_Fragmento seleccionado:_
Como intentando viajar hacia atrás en
el tiempo, a través de los años, a través de las lágrimas y las
risas, las decepciones y los sueños, cerré los ojos y me sumí en
la calma de la silenciosa oscuridad. Caminé por los rincones de mi
mente, por tantos recuerdos que se superponen entre rostros más o
menos amables y fechas que se repiten cada año pero nunca de la
misma manera.
De cuando en cuando me detuve a
observar las diversas paradas de mi vida como si de una cuenta atrás
se tratase y, a la vez, como si al estudiarlas me encontrara frente a
un escenario, reconociendo los sentimientos que entonces me
embargaban y, a su vez, mi corazón no podía evitar esbozar el
sentimiento que, vivido lo vivido, me producía verlas. La sonrisa de
alguien especial, el cariño que destilaban mis ojos al reflejarse en
los suyos, la lágrima de un ser querido, mi impotencia por no saber
secarla, las preocupaciones sobre la almohada, las noches de inocente
diversión con el mar de fondo, los secretos guardados y los
desvelados, los manjares en familia, las velas que se apagan seguidas
de un deseo, los libros como billetes de avión de ida y vuelta, mi
primera mascota, mi primer examen, brillantes mañanas entre
juguetes, interminables viajes en coche, sonidos de papel de regalo
al rasgarse, gritos de alborozo el primer día de playa, palabras
dulces de las personas que han marcado mi vida, una silueta femenina
sosteniéndome en brazos...
Ahí me detuve, reparando en algo que
me había pasado desapercibido y que, sin embargo, quise recuperar
porque de aquello trata mi entrada. Me apresuré por los raíles del
tiempo hasta que encontré lo que buscaba, en esa parada quería
detenerme. Me saludó una puerta de madera bastante antigua, con dos
pomos y dos cerraduras, una puerta preciosa a la que nunca le había
prestado demasiado interés porque se encontraba allí recortada
desde los principios de mi memoria.

(Datos extraídos de una colección)
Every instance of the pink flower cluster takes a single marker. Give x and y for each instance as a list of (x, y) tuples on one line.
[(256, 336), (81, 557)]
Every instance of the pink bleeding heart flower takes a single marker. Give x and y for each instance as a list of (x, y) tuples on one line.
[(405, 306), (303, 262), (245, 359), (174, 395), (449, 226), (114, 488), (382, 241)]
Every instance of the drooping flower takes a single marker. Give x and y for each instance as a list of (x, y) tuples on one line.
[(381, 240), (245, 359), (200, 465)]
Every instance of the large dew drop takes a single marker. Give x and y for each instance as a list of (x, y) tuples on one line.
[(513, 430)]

_Qué vas a hacer:_
(1) Traduce al inglés esta oración del fragmento sobre los recuerdos: «Me saludó una puerta de madera bastante antigua, con dos pomos y dos cerraduras, una puerta preciosa a la que nunca le había prestado demasiado interés porque se encontraba allí recortada desde los principios de mi memoria.»
(2) Según el fragmento sobre los recuerdos, ¿con qué se comparan los libros?
(3) Prosigue el fragmento sobre los recuerdos a partir de su última oración.
Los ítems no son necesarios para resolver ninguna de las tareas.

_Tareas resueltas:_
(1) I was greeted by a rather old wooden door, with two knobs and two locks, a beautiful door to which I had never paid much attention because it had stood there, outlined, since the very beginnings of my memory.

(2) Con billetes de avión de ida y vuelta.

(3)
Abrí la puerta y me encontré en un
oscuro recibidor, con un espejo anticuado sobre un pequeño mueble
donde me gustaba atesorar mis dibujos. Recorrí la pequeña estancia
hasta llegar al salón, una habitación más grande pero sin
ventanas, en la que la luz entraba gracias a la claraboya en el techo
del pasillo cercano y a la cocina de baldosas marrones y amarillas a
la cual me acercaba.
Allí estaba ella, mi abuela- o “bela”,
como me gustaba llamarla y que a menudo me evoca un barco de vela,
que se acerca a través del mar hasta llegar a mí, acudiendo a mi
llamada desde la cuna-sentada frente a su máquina de coser. Cuando
alzó la mirada para saludarme, su sonrisa desencadenó en mí
recuerdos que en ese momento parecían bailar a mi alrededor,
pululando por toda la casa.
Me veía tomándome el zumo de naranja
templado y con miel que tanto me gustaba, dando mis primeros pasos,
aprendiendo a usar el tenedor, bailando sevillanas en el jardín,
jugando con la manguera, riéndome por lo bajo al descubrirla dormida
en el sofá, mirándola mientras cosía mi nombre en el babi del
colegio, recibiendo una vieja hucha amarilla que con tanto recelo
había rellenado a lo largo de los años solo para mí, despidiéndome
de ella mientras agitaba la mano diciendo: “¡Que te cuides
bien!”...
La tomé de la mano y le dí un beso a
mi “bela” por la que parecía que no pasaban los años, pero
pasaban, mientras dos finas lágrimas recorrían mi rostro. No eran
lágrimas de felicidad, ni lágrimas de tristeza, eran lágrimas de
amor.
Tras releer las últimas líneas y tras
volver a dejar caer esas dos lágrimas, creo que casi todo está
dicho. Solo puedo concluir afirmando que como ella no existirá nadie
más en mi vida y, si con el paso de los años consigo ser apenas la
mitad de lo que es ella para alguien, podré dar fin a mi viaje con
la más sincera de las sonrisas.
A mi “bela”.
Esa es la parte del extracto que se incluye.